[Coordinate annotation entries]
* start *

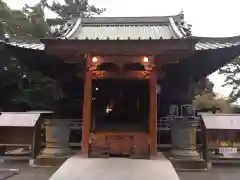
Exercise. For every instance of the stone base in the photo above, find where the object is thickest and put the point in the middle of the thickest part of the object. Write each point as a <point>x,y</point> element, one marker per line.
<point>185,154</point>
<point>189,164</point>
<point>56,151</point>
<point>48,161</point>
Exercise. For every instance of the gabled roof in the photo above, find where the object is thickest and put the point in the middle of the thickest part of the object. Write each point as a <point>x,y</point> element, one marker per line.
<point>134,28</point>
<point>129,28</point>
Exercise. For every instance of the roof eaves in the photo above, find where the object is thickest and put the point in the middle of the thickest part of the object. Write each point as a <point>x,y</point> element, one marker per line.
<point>175,28</point>
<point>129,20</point>
<point>72,31</point>
<point>206,43</point>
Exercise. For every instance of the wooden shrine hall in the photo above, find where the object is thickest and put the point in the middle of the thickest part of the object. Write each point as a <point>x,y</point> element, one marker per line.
<point>134,69</point>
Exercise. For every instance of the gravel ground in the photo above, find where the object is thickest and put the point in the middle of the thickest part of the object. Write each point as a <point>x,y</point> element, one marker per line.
<point>224,172</point>
<point>28,173</point>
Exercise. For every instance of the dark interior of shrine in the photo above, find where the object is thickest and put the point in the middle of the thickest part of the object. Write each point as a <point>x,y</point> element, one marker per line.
<point>120,105</point>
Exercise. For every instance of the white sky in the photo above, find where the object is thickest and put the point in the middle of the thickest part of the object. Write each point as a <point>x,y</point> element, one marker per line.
<point>215,18</point>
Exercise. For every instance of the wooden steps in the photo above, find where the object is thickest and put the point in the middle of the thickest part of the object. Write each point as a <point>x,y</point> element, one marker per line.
<point>189,164</point>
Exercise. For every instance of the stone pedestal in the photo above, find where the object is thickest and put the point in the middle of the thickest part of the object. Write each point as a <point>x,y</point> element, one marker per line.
<point>183,135</point>
<point>57,138</point>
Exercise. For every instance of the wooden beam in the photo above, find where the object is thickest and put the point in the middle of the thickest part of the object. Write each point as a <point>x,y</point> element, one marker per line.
<point>87,105</point>
<point>120,75</point>
<point>120,47</point>
<point>153,112</point>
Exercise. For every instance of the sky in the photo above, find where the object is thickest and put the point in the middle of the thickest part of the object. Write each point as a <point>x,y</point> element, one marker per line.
<point>210,18</point>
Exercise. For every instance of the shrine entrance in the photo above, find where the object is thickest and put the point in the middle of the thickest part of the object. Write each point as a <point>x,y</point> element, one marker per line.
<point>119,117</point>
<point>120,105</point>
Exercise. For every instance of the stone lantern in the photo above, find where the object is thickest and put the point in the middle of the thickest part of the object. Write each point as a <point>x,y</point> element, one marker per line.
<point>183,134</point>
<point>57,138</point>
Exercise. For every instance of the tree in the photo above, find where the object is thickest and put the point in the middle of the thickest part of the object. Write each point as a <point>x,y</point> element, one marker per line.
<point>232,73</point>
<point>71,9</point>
<point>35,15</point>
<point>29,23</point>
<point>206,98</point>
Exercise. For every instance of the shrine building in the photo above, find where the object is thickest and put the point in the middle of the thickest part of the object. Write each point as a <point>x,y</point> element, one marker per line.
<point>134,70</point>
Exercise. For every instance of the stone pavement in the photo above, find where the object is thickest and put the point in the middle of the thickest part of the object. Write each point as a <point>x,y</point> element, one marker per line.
<point>217,173</point>
<point>25,172</point>
<point>224,172</point>
<point>82,168</point>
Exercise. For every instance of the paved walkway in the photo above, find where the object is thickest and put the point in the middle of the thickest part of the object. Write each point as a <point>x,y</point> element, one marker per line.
<point>80,168</point>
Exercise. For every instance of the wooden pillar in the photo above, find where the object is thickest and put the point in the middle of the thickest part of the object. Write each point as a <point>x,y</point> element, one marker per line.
<point>153,113</point>
<point>87,105</point>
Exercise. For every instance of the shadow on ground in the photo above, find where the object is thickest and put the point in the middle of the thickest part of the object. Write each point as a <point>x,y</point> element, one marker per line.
<point>25,172</point>
<point>218,172</point>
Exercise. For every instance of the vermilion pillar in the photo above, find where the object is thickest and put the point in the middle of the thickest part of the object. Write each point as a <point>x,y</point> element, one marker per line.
<point>153,112</point>
<point>87,104</point>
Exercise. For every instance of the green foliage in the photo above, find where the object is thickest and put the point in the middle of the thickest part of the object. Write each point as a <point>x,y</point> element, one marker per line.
<point>29,22</point>
<point>206,98</point>
<point>232,73</point>
<point>71,9</point>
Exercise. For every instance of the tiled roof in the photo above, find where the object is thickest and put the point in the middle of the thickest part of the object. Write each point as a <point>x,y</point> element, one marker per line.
<point>222,121</point>
<point>124,28</point>
<point>35,46</point>
<point>216,43</point>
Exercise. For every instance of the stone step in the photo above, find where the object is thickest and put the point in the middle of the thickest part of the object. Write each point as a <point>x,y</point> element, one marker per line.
<point>42,161</point>
<point>189,164</point>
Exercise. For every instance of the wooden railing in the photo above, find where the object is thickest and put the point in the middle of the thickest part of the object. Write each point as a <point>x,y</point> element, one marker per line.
<point>163,135</point>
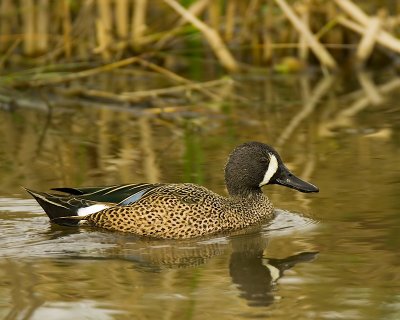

* end *

Update the listing above by replacing "thickest part" with "widest part" everywhere it appears, and leave all other text unchanged. Omit the pictures from your answer.

- **ANSWER BELOW**
Exercise. For every instance of the stone base in the photo above, find where the object is thickest and put the point in the middle of the widest part of the object. Write each point as a <point>x,y</point> element, one marker per line.
<point>185,154</point>
<point>189,164</point>
<point>56,151</point>
<point>48,161</point>
Exercise. For every instance of the gabled roof in the photo above, find where the object is thickest and put the point in the middle of the widest part of the object. Write each point as a <point>x,y</point> element, one marker per line.
<point>134,28</point>
<point>129,28</point>
Exercise. For every instance of the roof eaves in the photo above, find where the object is thickest and put the point in the middle of the widest part of the object. Write each point as a <point>x,y</point> element, one marker per line.
<point>175,28</point>
<point>129,20</point>
<point>72,31</point>
<point>206,43</point>
Exercise. For every instance of the wooden shrine hall in the photo above, find where the object is thickest and put the point in the middle of the widest part of the object. Write each point as a <point>x,y</point> element, one marker per line.
<point>134,69</point>
Exercise. For every instance of the gravel ground in the photo above, find where the object is thickest and put the point in the middle of the widest part of the object. Write each point as a <point>x,y</point> element, one marker per line.
<point>224,172</point>
<point>28,173</point>
Exercise. For every instance of the dark interior of shrine in the photo above, find where the object is thickest and put the point in the middle of the widest part of the object. Write each point as a <point>x,y</point> element, one marker per line.
<point>120,105</point>
Exercise. For every instance of the white sky in the photo above, find where the object is thickest and put the point in the middle of the widest part of the object. Write each point as a <point>x,y</point> element, one marker per line.
<point>215,18</point>
Exercise. For every instance of the wooden steps in the photo above, find where the object is thickest and put the point in the middle of the widest part of the object. Write each point as a <point>x,y</point> element, one marker per line.
<point>189,164</point>
Exercise. For every instance of the stone pedestal in the photo above, find where the object is thickest and put the point in the middle of the widest part of the object. Write each point as a <point>x,y</point> element, one marker per line.
<point>183,135</point>
<point>57,138</point>
Exercise. For every instance of the wooden beam in the photo above, find where the object is thickest and put the point in the middle of the widest part of the object. Write each point as a <point>x,y</point> element, one marker per line.
<point>87,105</point>
<point>120,75</point>
<point>120,47</point>
<point>153,112</point>
Exercise. For every instance of the sky in the photo above, find where the object is thickest and put the point in the middle of the widest part of the object. Write each point as a <point>x,y</point> element, one marker per line.
<point>210,18</point>
Exercise. For every instance of the shrine entrance in the photo above, find where the object is thickest and put the point in the middle of the widest part of the object. Write each point as a <point>x,y</point> element, one marker per line.
<point>119,117</point>
<point>120,105</point>
Exercise. For every instance of the stone lantern in the photo above, find where the object is thickest and put the point in the middle of the widest part of the object. Write each point as a <point>x,y</point> element, one marker per line.
<point>183,134</point>
<point>57,138</point>
Exercise. For every instance of the tree in the photo above, find where the object is thickest and put the point in the middle of the widest part of the object. Write each point as a <point>x,y</point> element, one marker per line.
<point>232,73</point>
<point>71,9</point>
<point>35,15</point>
<point>29,23</point>
<point>206,98</point>
Exercise. For every instance of the shrine building in the photo above, find where the object is thickest and put the point in the middle of the widest part of the object. Write each point as a <point>x,y</point> element, one marker per line.
<point>134,70</point>
Exercise. For every instance of the stone pavement in the photo above, find where the object is thickest and put the point in the middle of the widest part of the object. Write each point as a <point>x,y</point> element, one marker per line.
<point>217,173</point>
<point>25,172</point>
<point>224,172</point>
<point>82,168</point>
Exercise. For every instance of the paved walkway in the photo above, find where the object is thickest and put the point in the middle of the widest part of the object. Write each point as a <point>x,y</point> element, one marker per line.
<point>80,168</point>
Exercise. For every instance of the wooden pillar in the photo above, find where the object is thickest and put the point in the middle of the widest part of the object. Write each point as a <point>x,y</point> element, one marker per line.
<point>153,113</point>
<point>87,105</point>
Exercise. For every instance of the shadow on ground in the photo above, find where the object is thickest and put the point in the middle of the widest part of the object. Write each point as a <point>x,y</point> element, one marker per line.
<point>25,172</point>
<point>218,172</point>
Exercise. For every instance of the vermilion pillar in the photo above, find where the object is thickest and put the point in the middle of the widest part of the object. Write each point as a <point>x,y</point> element, one marker per line.
<point>153,112</point>
<point>87,104</point>
Exercise. For every instance of the green foliage in the photo above, find where the object is thickest and put the point in the middle of the widest part of the object. Write each point as a <point>x,y</point> element, one marker per line.
<point>29,22</point>
<point>206,98</point>
<point>232,73</point>
<point>71,9</point>
Exercise. For every instance of the tiled roof in the photo above, find where the object is thickest and put the point in the middle of the widest part of the object. Write each point as a <point>x,y</point> element, one marker per line.
<point>222,121</point>
<point>124,28</point>
<point>35,46</point>
<point>216,43</point>
Exercise. For every instance of the stone step in the photo above, find where the object is thickest and put the point in the middle of the widest part of the object. Write each point as a <point>x,y</point> element, one marker per line.
<point>42,161</point>
<point>189,164</point>
Exercise. For every instance of the wooden railing in the photo above, find where the object is thickest and put the point in the middle of the widest part of the object. Write each point as a <point>x,y</point> element, one marker per line.
<point>163,135</point>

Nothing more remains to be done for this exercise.